BEGIN
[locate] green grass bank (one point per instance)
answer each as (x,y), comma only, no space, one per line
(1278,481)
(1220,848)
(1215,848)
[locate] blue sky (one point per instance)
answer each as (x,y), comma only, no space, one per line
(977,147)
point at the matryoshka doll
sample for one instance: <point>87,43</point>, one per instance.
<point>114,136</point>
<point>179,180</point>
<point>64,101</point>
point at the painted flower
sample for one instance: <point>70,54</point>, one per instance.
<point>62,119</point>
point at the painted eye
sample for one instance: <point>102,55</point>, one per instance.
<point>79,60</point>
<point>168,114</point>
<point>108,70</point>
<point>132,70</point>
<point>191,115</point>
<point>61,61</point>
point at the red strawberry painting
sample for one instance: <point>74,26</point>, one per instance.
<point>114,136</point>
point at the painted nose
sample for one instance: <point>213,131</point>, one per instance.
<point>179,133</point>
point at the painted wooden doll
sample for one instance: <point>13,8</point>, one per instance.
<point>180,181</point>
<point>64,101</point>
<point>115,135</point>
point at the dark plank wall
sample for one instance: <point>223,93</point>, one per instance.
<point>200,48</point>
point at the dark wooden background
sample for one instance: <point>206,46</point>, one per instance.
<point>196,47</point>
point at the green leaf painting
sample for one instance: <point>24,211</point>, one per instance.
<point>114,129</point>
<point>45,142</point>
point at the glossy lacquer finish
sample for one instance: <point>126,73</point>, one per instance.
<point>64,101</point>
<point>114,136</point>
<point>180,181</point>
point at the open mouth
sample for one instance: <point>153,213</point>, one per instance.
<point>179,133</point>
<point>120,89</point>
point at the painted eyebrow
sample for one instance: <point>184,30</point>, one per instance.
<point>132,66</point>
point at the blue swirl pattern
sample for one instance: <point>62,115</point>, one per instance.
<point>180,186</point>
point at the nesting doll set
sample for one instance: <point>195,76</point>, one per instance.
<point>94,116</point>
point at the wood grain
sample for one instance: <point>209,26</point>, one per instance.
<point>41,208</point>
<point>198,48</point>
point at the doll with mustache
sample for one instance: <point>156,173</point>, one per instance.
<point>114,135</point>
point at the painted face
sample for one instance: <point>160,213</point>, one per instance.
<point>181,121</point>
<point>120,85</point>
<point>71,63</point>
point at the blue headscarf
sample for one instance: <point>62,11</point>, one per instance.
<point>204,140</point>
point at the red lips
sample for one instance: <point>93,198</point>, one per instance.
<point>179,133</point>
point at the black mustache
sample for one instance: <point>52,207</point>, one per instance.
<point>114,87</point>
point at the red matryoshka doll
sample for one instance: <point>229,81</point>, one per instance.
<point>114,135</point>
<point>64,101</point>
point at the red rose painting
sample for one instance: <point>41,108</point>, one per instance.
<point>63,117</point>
END
● **PROBLEM REQUIREMENTS**
Update all of the data above, putting "nesting doll" wherever "matryoshka doll" appears and leaving every other line and character as it is.

● **EXERCISE OUTPUT**
[locate] green grass bank (one point per instance)
answer each as (x,y), comma only, no space, one per line
(1278,481)
(1220,848)
(1215,848)
[locate] blue sky (one point per instance)
answer each as (x,y), comma only, no space, one per line
(977,147)
point at the nesting doll
sample for one instance: <point>87,43</point>, one per instance.
<point>114,136</point>
<point>179,180</point>
<point>64,101</point>
point at the painted flower
sample for one instance: <point>70,54</point>, one per instance.
<point>62,119</point>
point at the painted eye
sample for one instance: <point>102,55</point>, one per instance.
<point>79,60</point>
<point>168,114</point>
<point>108,70</point>
<point>132,70</point>
<point>191,115</point>
<point>61,61</point>
point at the red strawberry painting
sample for one instance: <point>74,26</point>, one per instance.
<point>114,136</point>
point at the painted nose
sample for one instance: <point>213,131</point>, one per instance.
<point>179,133</point>
point at the painted wooden doll
sample for one instance: <point>13,8</point>, one per instance.
<point>180,181</point>
<point>64,101</point>
<point>115,135</point>
point at the dark plank wall
sample for one instance: <point>223,93</point>, one per instance.
<point>200,48</point>
point at the dark wooden background
sample for one instance: <point>206,46</point>, one per instance.
<point>196,47</point>
point at the green leaf painting
sample for one instance: <point>24,211</point>, one per instance.
<point>114,129</point>
<point>45,142</point>
point at the glossy lacquer finish
sample for one instance: <point>126,73</point>, one per instance.
<point>64,101</point>
<point>114,136</point>
<point>180,181</point>
point at the open mouth
sample for one instance: <point>153,213</point>, one per instance.
<point>179,133</point>
<point>120,89</point>
point at the painted eyebrow
sample for one instance: <point>184,30</point>, one per instance.
<point>132,66</point>
point at the blue swirl pattern
sample for one instance: <point>62,115</point>, one per instance.
<point>180,186</point>
point at the nesting doll set
sample for one instance: <point>195,76</point>, one per instance.
<point>94,116</point>
point at the wood grain
sample for one instance: <point>209,26</point>, one per instance.
<point>41,208</point>
<point>198,48</point>
point at the doll with mustache
sample for one instance: <point>156,173</point>, one per instance.
<point>114,135</point>
point at the painted face
sample for one instance: <point>160,213</point>, one per instance.
<point>181,121</point>
<point>120,85</point>
<point>71,63</point>
point at the blue headscarf
sample for one instance: <point>62,11</point>, one per instance.
<point>204,140</point>
point at the red lips
sample for one instance: <point>93,198</point>, one per instance.
<point>179,133</point>
point at the black mustache
sample for one instance: <point>52,207</point>, one per instance.
<point>114,87</point>
point at the red nesting doll
sample for one instance: <point>229,81</point>, one per instance.
<point>114,135</point>
<point>64,101</point>
point at the red rose painting
sample for one instance: <point>41,108</point>, one per instance.
<point>63,117</point>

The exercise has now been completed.